§ **WHAT YOU ARE ASKED TO DO**: Reproduce all of the entries below line for line, leaving out the pictures.
___ DATA LISTING
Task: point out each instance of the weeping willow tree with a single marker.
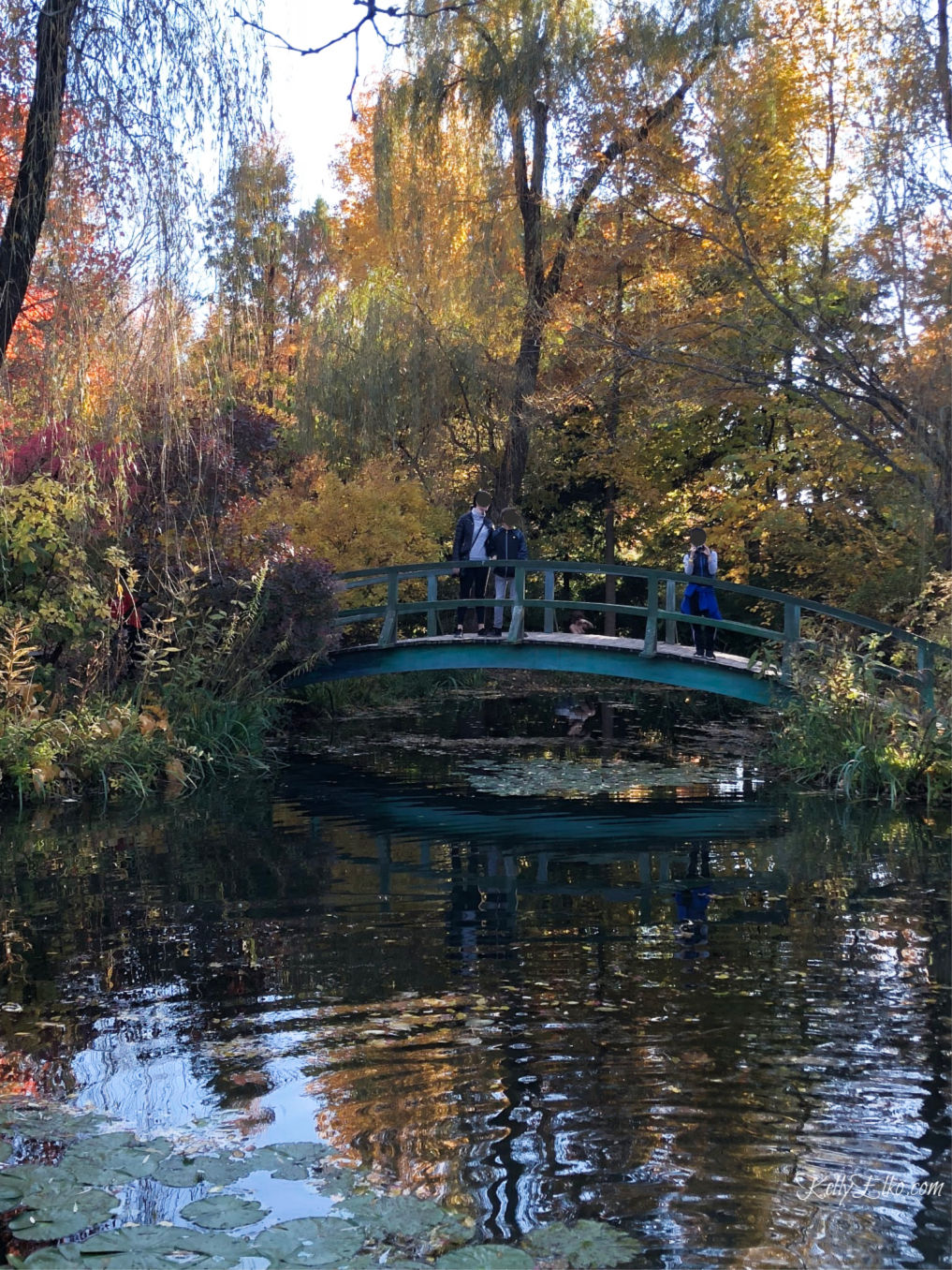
(145, 86)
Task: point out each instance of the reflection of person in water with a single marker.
(691, 907)
(577, 716)
(481, 916)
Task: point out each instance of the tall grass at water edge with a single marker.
(852, 730)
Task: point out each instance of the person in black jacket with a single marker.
(470, 544)
(506, 542)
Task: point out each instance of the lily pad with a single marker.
(51, 1126)
(61, 1210)
(49, 1259)
(584, 1246)
(403, 1217)
(310, 1241)
(135, 1246)
(487, 1256)
(104, 1162)
(224, 1212)
(214, 1170)
(291, 1161)
(160, 1240)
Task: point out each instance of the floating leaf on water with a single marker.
(61, 1210)
(224, 1212)
(584, 1246)
(139, 1246)
(214, 1170)
(487, 1256)
(15, 1181)
(106, 1161)
(310, 1241)
(384, 1217)
(289, 1161)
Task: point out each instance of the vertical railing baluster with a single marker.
(670, 624)
(791, 638)
(517, 623)
(388, 635)
(650, 648)
(432, 628)
(549, 595)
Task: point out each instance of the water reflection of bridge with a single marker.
(530, 849)
(400, 607)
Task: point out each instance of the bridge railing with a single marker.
(659, 613)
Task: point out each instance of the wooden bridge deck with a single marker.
(403, 601)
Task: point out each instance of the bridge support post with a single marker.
(650, 648)
(670, 624)
(517, 623)
(432, 628)
(926, 664)
(791, 639)
(549, 593)
(388, 635)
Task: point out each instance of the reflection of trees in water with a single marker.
(517, 1024)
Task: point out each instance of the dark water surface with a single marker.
(531, 977)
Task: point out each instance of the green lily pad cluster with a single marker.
(47, 1204)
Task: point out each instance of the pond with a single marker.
(537, 959)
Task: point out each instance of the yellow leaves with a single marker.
(373, 518)
(153, 719)
(175, 776)
(43, 775)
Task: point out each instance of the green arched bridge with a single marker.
(396, 628)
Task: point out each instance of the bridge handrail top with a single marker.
(378, 575)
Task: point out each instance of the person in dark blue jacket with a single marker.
(701, 601)
(506, 542)
(470, 544)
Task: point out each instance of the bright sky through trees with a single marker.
(310, 95)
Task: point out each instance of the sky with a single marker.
(309, 95)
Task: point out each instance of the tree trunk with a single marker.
(31, 195)
(544, 285)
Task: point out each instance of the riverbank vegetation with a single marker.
(632, 270)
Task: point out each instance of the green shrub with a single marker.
(859, 734)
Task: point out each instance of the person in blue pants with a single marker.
(701, 601)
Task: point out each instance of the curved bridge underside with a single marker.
(589, 656)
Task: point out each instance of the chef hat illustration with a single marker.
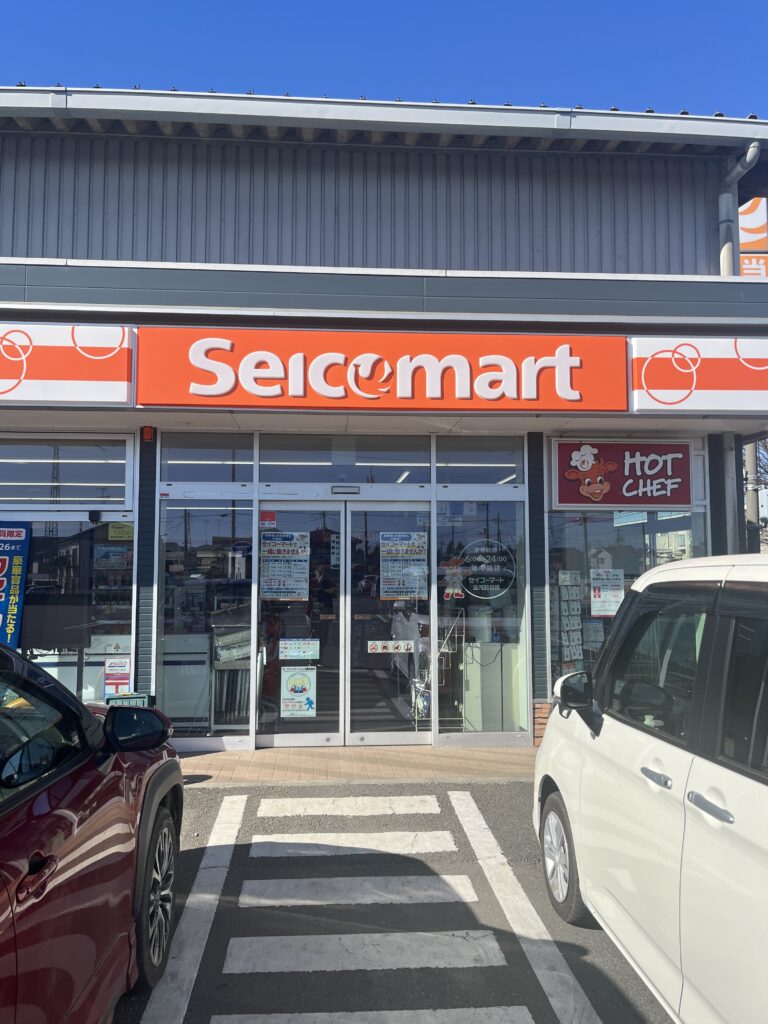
______
§ **RESPONSE TO THIS EXERCISE**:
Task: point out each instance of the weeping willow tree with a single marker.
(145, 86)
Task: point out each instance of the reflection of person in water with a single marker.
(691, 907)
(577, 716)
(481, 916)
Task: point out each instance of the tall grass at water edge with a single marker.
(852, 730)
Task: point out each instance of the person in black jacket with a single marker.
(470, 544)
(506, 542)
Task: point out each instance of the lily pad with a single marker.
(51, 1126)
(61, 1210)
(49, 1259)
(584, 1246)
(403, 1217)
(310, 1241)
(135, 1246)
(487, 1256)
(104, 1162)
(224, 1212)
(214, 1170)
(291, 1161)
(160, 1240)
Task: point out each instance of the floating leaf on water with a single marker.
(61, 1210)
(224, 1212)
(584, 1246)
(139, 1246)
(214, 1170)
(487, 1256)
(15, 1181)
(106, 1161)
(310, 1241)
(384, 1217)
(289, 1161)
Task: point out each instance of the vertical railing baluster with a single marker.
(670, 624)
(791, 638)
(517, 623)
(388, 635)
(650, 648)
(432, 628)
(549, 595)
Task: point out each instance of the water reflection of bridge with a single marker.
(530, 849)
(400, 607)
Task: point out each instance of the bridge railing with a single marker.
(659, 613)
Task: point out each instance of the wooden bridge deck with a single marker.
(403, 601)
Task: point out each instance of the bridge support post with a single marker.
(650, 648)
(670, 624)
(517, 623)
(432, 628)
(926, 664)
(791, 639)
(549, 593)
(388, 635)
Task: point out each instance of the reflection of trees in water with a single marker.
(517, 1024)
Task: point out each instance of the dark water surface with a single marker.
(531, 977)
Task: point out each instance of the green lily pad cluster with a single marker.
(47, 1204)
Task: point out each instance of the pond with a single marker.
(537, 959)
Task: point out each instance of the yellow leaves with a single marker.
(373, 518)
(153, 719)
(175, 776)
(43, 775)
Task: point out each instance of the green arched bridge with a single marker.
(396, 628)
Task: point out each instance of the bridge handrail top with a single marker.
(378, 575)
Task: point out each instance of the person in dark blue jacket with a single marker.
(701, 601)
(506, 542)
(470, 544)
Task: point out each instance of the bright sky through trees with a single marker.
(310, 95)
Task: point out each instance of the sky with a single marker.
(309, 95)
Task: point out each instance of the tree trunk with a single marker.
(31, 195)
(544, 285)
Task: point out each instance of the riverbank vegetation with a single marker.
(632, 270)
Task: point out each instance of the green shrub with a single marker.
(859, 734)
Task: point out each instance of the person in blue pants with a single marker.
(701, 601)
Task: point out each instance of the curved bridge underside with a single marker.
(589, 656)
Task: point out each instance of the chef hat illustration with a single marker.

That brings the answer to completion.